**Records provided:**
_ _ _
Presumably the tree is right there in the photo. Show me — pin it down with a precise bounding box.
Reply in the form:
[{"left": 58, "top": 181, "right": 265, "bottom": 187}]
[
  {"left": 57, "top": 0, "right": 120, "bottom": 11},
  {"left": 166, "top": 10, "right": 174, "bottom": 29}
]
_ _ _
Print the records above exactly as written.

**The completed task:**
Presumably the tree is right there in the photo. Show me — pin it down with a precise bounding box.
Reply in the form:
[{"left": 58, "top": 181, "right": 265, "bottom": 187}]
[
  {"left": 57, "top": 0, "right": 120, "bottom": 11},
  {"left": 166, "top": 10, "right": 174, "bottom": 29}
]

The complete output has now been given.